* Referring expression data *
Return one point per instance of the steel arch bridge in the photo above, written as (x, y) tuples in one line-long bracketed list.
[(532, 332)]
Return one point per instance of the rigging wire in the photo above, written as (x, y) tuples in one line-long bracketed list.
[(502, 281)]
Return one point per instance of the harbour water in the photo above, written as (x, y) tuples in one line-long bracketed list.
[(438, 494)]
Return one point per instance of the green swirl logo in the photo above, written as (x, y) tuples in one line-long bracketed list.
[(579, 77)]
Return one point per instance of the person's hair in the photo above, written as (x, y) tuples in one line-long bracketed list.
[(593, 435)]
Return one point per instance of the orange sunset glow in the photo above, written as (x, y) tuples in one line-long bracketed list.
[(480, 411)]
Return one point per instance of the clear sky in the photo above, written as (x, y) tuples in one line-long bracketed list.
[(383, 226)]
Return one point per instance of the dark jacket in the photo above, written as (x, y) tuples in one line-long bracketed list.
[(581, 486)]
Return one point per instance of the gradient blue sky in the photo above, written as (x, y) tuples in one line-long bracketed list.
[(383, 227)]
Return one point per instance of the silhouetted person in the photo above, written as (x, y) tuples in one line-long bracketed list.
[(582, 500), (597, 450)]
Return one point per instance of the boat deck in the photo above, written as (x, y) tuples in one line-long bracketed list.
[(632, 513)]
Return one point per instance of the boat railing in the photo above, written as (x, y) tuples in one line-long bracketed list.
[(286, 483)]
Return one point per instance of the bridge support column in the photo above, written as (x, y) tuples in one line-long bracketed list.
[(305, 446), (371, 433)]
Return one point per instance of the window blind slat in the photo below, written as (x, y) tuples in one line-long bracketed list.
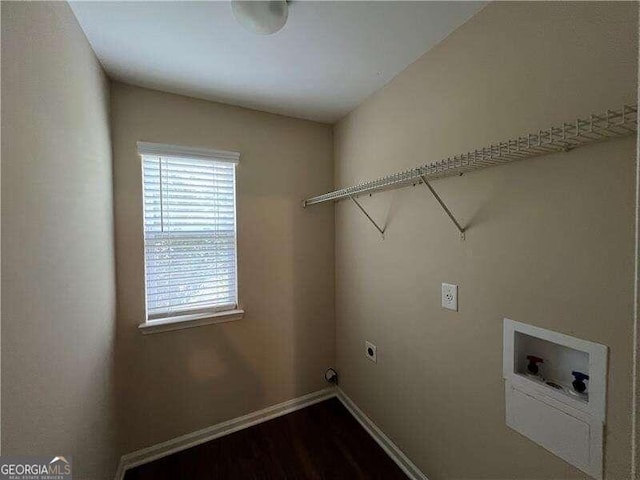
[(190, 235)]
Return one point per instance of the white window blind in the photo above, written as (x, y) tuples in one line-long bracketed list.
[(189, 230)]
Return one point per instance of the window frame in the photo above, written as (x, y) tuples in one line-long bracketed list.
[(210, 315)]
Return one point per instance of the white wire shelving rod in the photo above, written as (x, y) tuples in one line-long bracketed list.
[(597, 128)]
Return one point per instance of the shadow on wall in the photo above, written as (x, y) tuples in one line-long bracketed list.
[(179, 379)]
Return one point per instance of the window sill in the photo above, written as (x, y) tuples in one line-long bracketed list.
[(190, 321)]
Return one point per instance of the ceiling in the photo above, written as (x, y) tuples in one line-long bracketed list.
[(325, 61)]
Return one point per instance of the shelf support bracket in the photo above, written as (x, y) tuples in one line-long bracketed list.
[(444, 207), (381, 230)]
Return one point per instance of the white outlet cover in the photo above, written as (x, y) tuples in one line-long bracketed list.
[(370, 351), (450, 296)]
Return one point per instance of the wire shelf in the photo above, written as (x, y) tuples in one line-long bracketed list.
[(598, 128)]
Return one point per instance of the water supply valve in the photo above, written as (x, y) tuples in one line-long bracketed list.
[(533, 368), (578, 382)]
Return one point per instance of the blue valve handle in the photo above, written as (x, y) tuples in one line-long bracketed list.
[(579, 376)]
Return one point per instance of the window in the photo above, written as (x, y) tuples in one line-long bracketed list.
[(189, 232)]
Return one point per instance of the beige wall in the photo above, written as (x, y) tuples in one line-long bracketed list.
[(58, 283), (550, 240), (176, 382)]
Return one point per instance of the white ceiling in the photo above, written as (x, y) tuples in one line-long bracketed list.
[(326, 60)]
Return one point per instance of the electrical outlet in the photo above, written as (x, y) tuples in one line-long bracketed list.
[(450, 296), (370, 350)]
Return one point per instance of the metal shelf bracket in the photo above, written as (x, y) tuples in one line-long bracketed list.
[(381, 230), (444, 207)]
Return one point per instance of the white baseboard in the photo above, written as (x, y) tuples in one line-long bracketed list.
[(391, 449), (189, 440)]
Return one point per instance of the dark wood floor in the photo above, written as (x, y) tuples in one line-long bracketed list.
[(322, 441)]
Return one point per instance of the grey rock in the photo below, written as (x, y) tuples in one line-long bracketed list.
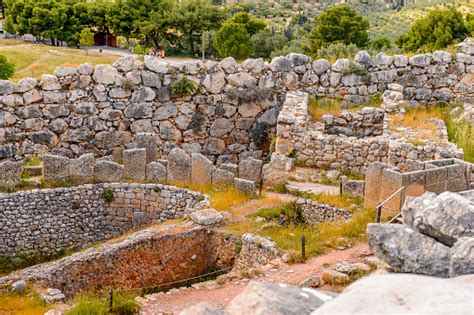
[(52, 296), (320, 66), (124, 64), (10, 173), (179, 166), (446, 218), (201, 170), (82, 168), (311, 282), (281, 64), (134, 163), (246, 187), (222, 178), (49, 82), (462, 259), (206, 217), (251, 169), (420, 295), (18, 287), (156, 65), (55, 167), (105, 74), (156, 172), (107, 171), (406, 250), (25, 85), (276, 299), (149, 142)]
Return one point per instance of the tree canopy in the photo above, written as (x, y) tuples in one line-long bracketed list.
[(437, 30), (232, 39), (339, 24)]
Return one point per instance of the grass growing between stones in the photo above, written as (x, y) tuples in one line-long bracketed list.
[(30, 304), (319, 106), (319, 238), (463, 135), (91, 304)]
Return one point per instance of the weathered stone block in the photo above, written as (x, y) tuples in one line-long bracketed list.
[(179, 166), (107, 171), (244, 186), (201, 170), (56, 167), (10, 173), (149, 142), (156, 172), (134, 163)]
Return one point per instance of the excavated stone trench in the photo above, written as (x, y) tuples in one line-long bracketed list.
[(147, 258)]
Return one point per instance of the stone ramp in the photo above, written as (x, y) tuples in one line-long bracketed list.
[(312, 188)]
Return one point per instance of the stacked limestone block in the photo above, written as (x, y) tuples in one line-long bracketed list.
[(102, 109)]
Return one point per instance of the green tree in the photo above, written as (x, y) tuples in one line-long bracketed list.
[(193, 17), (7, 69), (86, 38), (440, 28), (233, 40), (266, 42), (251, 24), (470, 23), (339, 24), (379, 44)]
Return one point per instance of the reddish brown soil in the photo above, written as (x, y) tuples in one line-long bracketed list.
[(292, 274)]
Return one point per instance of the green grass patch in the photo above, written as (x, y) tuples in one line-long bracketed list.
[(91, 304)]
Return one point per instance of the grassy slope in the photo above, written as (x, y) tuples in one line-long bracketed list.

* Exercise requirements *
Images stay out; the entries above are to be printed exactly.

* Solution for this task *
Return one point per instance of the steel arch bridge in the photo above, written as (x, y) tuples in one line-long bracketed list.
[(532, 332)]
Return one point per instance of the rigging wire in the photo above, written as (x, y) tuples in one line-long bracketed list.
[(502, 281)]
Return one point per instance of the harbour water in the photo above, written as (x, y) tuples in one line-long bracketed list.
[(438, 494)]
Return one point per instance of the green swirl logo in the photo above, written as (x, y) tuples in one line-long bracketed list.
[(579, 77)]
Return one point per instance of the person's hair in the photo above, written as (x, y) tuples in one line-long bracketed list.
[(593, 435)]
Return one point per instance of the orange sunset glow in the photo above, written as (x, y) tuples in one line-long bracketed list.
[(480, 411)]
Return one point per instance of the clear sky in the photo above, written as (x, y) tuples in one line-long bracketed list.
[(383, 226)]
Return one point per instance of the dark jacket in the photo above, written as (x, y) tuples in one line-long bracketed list.
[(581, 486)]
Return one point per instance of the gradient blue sky in the photo above, written as (x, y) tuples in one line-long bracketed list.
[(383, 227)]
Return one point per instance of the silhouetted person in the photo above, written as (x, y) tuples in one line-long bracketed list.
[(582, 500), (597, 450)]
Return one point per instance of the boat deck in the photo above, written as (x, y) tuples in one line-long bracketed list.
[(632, 513)]
Return one point per instance of the boat railing in the photo above, written as (x, y) tuples in one line-long bracketed list.
[(286, 483)]
Return one point per instance of the bridge support column in the photo above, written as (x, y) tuples in one line-long bracketed list.
[(305, 446), (371, 433)]
Return one point per instance of the window blind slat in the photo below, written as (x, y) tuples in one line-long bracketed list.
[(190, 235)]
Return one point per instance of the white window blind in the photo above, written as (x, y) tuples in one line-long bracketed list.
[(189, 230)]
Return one point per instance of the window frame in the photo above, written as (x, y) tuples in one line-long bracketed list.
[(210, 315)]
Return one point per instance of the white wire shelving rod in the photo above, written as (x, y) tuples in one line-long bracketed list.
[(597, 128)]
Return one point per instance of the shadow on wall in the photo above, written as (x, y) tuples in one line-long bracketed list.
[(179, 379)]
Return one point per instance of the window sill in the photo above, written as (x, y) tuples in one line-long bracketed list.
[(190, 321)]
Return one point per instance of the ceiling in the photo above, written as (x, y) tuples in one line-long bracketed list.
[(325, 61)]
Return one point per instance of the shelf support bracket in the photo above, written as (x, y) tuples in one line-long bracketed list.
[(444, 207), (381, 230)]
Return one point per instance of the white outlet cover in the photo above, written as (x, y) tuples in one line-long bracketed list.
[(370, 351), (450, 296)]
Return one point per instance of the wire shelf in the photo above, written as (x, y) tuples in one line-long bracketed list.
[(598, 128)]
Return one point per instance of the water supply valve in the photo above, written as (x, y) tuples in one line-long bracketed list.
[(533, 368), (578, 382)]
Return one point per instance of the blue valve handle in the photo above, written as (x, y) tuples in one line-long bracketed list.
[(579, 376)]
Return one point per instance of the window in the photo above, written as (x, y) tuples in one line-long bracketed list.
[(189, 232)]
Return one point per instance of the beige wall in the photo above, written as (x, y) tuples in one line-long bracketed list.
[(58, 283), (550, 240), (176, 382)]
Return one point per instance of the white ceiling in the photo above, written as (x, y) tuples in one line-long bracketed list.
[(326, 60)]
Return one point per instance of the electrical outlet in the photo above, written as (x, y) tuples in one line-long bracketed list.
[(450, 296), (370, 350)]
Return one point per instance of the metal shelf bracket in the photo above, written as (x, y) tuples in one line-long bracketed list.
[(381, 230), (444, 207)]
Return one point per instance of the white baseboard in the photo above, written as (x, y) tuples in one line-long bracketed list.
[(391, 449), (189, 440)]
Return one point per instance of the dark wood floor in the photo above, written as (x, y) tuples in one line-long bracketed list.
[(322, 441)]
Return one point per instance of the grey rock in the photo below, written as (x, y) tuples in one line-long bracketed list.
[(52, 296), (320, 66), (124, 64), (10, 173), (179, 166), (446, 218), (201, 170), (82, 168), (311, 282), (281, 64), (134, 163), (246, 187), (222, 178), (49, 82), (462, 259), (206, 217), (251, 169), (420, 295), (18, 287), (156, 65), (55, 167), (105, 74), (156, 172), (107, 171), (406, 250), (25, 85), (276, 299), (149, 142)]
Return one point per instance of the tree canopy in the photo above, written as (x, y) tuples in one line-long bracketed list.
[(437, 30), (232, 39), (339, 24)]
Return one point per instance of the grass growing between stones in the photo above, written as (x, y) tuples in one line-long bracketed list.
[(30, 304), (319, 106), (319, 238), (463, 135), (91, 304)]
Return one point per instance of the weathered stone block in the photo above, written as (x, y) tuples in one line-long bracketed list.
[(179, 166), (107, 171), (244, 186), (201, 170), (56, 167), (10, 173), (149, 142), (156, 172), (134, 163)]
Return one point per instance of the excavated stone trench in the photo above, written as (x, y) tuples in one line-long bracketed list.
[(147, 258)]
Return one point per instance of the stone ramp in the photo above, written as (x, y) tuples in one line-long bracketed list.
[(312, 188)]
Return one point per instance of the stacked limestone block in the photo above, written as (x, y) tuples in one line-long bracketed list.
[(102, 109)]
Return one point per instance of the green tree in the photo above, written as (x, y) tuples in one line-long bracketed list.
[(193, 17), (7, 69), (86, 38), (440, 28), (233, 40), (266, 42), (251, 24), (470, 23), (339, 24), (379, 44)]
Return one point per instance of the reddish brown soil in the photo above, written as (x, y) tuples in one line-long bracketed list.
[(292, 274)]
Return one point per instance of the green grass patch in the photo above, written as (x, y) tuples in one line-long bracketed list.
[(91, 304)]
Return one point per instance of the grassy slope in the photo above, written as (x, y) tuples in one line-long bracketed list.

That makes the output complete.